**Problem details**
Here are the records. Write out exactly the lines between the one holding "Target: blue volleyball jersey" and the one holding "Where can you see the number", inclusive.

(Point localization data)
◆ ◆ ◆ ◆ ◆
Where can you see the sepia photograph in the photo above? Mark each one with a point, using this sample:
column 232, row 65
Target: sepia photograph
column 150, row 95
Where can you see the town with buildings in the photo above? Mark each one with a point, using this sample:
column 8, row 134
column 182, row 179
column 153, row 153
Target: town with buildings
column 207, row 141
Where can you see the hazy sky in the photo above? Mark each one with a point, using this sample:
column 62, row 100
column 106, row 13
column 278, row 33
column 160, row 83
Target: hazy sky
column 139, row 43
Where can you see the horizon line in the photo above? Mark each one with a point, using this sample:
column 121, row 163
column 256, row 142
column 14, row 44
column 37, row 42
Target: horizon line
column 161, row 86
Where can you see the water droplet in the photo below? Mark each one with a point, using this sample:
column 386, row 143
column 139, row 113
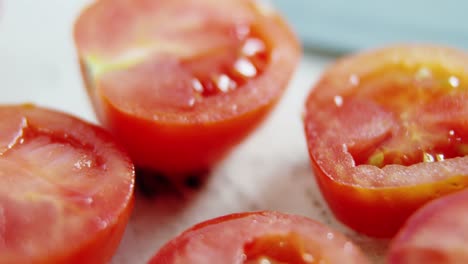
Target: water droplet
column 245, row 67
column 253, row 46
column 428, row 157
column 454, row 81
column 224, row 83
column 440, row 157
column 354, row 80
column 338, row 100
column 197, row 86
column 242, row 31
column 308, row 258
column 264, row 261
column 101, row 224
column 423, row 73
column 348, row 247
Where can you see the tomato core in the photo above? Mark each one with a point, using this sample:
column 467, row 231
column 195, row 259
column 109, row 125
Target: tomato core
column 278, row 249
column 234, row 68
column 413, row 140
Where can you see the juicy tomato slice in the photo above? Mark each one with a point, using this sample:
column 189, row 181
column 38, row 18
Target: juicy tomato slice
column 260, row 237
column 66, row 188
column 387, row 131
column 436, row 233
column 180, row 82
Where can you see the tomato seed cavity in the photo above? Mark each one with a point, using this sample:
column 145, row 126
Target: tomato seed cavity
column 278, row 249
column 234, row 72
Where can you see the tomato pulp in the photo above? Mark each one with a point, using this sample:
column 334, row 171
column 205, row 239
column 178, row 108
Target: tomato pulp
column 436, row 233
column 387, row 131
column 66, row 188
column 260, row 237
column 181, row 82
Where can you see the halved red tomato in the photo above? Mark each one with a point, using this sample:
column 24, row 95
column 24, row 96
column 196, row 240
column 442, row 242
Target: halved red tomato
column 180, row 82
column 437, row 233
column 65, row 188
column 387, row 131
column 260, row 237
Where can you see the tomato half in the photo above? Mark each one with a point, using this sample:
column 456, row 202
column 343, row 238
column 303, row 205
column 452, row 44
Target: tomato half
column 260, row 237
column 437, row 233
column 387, row 131
column 65, row 188
column 180, row 82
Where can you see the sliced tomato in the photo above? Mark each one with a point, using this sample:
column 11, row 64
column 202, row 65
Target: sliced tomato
column 65, row 188
column 436, row 233
column 387, row 131
column 181, row 82
column 260, row 237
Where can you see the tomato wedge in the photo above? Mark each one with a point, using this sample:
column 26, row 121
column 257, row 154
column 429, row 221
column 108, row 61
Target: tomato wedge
column 260, row 237
column 387, row 131
column 65, row 188
column 437, row 233
column 181, row 82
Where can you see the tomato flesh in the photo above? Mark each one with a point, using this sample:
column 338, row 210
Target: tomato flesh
column 66, row 191
column 180, row 83
column 277, row 249
column 259, row 237
column 437, row 233
column 387, row 132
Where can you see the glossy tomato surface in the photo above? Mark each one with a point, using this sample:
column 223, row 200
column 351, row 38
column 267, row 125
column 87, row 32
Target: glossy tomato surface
column 260, row 237
column 437, row 233
column 387, row 131
column 65, row 188
column 180, row 82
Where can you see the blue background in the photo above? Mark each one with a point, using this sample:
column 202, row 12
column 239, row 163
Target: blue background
column 343, row 26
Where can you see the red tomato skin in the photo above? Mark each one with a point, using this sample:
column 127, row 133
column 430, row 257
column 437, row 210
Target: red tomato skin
column 377, row 211
column 177, row 249
column 429, row 221
column 102, row 245
column 368, row 210
column 180, row 148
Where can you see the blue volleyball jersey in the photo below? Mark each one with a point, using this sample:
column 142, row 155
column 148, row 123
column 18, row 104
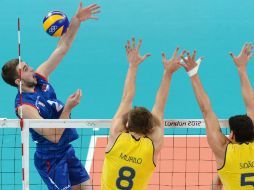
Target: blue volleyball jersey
column 49, row 107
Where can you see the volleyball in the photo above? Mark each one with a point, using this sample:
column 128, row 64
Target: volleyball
column 55, row 23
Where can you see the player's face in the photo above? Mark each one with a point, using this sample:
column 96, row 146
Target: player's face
column 27, row 73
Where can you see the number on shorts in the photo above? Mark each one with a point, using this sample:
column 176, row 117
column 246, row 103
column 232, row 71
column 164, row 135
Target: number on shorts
column 243, row 179
column 123, row 177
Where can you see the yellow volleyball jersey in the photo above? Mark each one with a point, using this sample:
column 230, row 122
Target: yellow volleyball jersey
column 129, row 164
column 238, row 170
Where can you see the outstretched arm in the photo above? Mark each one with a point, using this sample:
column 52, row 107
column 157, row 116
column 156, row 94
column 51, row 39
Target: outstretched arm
column 241, row 62
column 134, row 60
column 66, row 40
column 216, row 139
column 52, row 134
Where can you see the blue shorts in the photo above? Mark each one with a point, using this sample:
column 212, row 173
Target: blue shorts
column 61, row 172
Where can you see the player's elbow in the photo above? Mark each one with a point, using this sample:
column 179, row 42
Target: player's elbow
column 55, row 139
column 128, row 97
column 206, row 108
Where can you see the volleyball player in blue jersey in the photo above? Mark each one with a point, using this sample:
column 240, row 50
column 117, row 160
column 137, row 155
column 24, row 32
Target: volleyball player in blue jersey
column 54, row 158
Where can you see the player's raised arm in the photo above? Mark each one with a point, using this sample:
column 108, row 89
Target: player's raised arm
column 241, row 62
column 134, row 60
column 65, row 42
column 215, row 137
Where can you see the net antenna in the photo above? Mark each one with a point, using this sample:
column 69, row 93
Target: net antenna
column 24, row 134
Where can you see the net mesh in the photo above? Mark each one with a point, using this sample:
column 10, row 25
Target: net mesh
column 185, row 162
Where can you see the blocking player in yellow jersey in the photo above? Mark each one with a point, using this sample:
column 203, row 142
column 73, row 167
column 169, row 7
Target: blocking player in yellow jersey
column 235, row 158
column 136, row 135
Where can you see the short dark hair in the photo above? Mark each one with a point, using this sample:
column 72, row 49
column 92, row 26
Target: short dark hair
column 140, row 120
column 242, row 127
column 9, row 72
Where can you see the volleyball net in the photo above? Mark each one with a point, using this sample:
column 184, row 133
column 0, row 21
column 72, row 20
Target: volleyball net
column 185, row 163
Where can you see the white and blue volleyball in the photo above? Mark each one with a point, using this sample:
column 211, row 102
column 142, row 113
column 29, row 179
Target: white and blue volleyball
◆ ◆ ◆ ◆ ◆
**Completed task**
Target: blue volleyball jersey
column 49, row 107
Where can you see the volleyball in the photo above? Mark each one with a point, using this sample:
column 128, row 64
Target: volleyball
column 55, row 23
Where can you see the player's face in the photo above? Mark each one with a point, using this sample:
column 96, row 146
Target: player's face
column 27, row 73
Where can you see the number on shorts in the photo above? Mark each one with a point, using this sample:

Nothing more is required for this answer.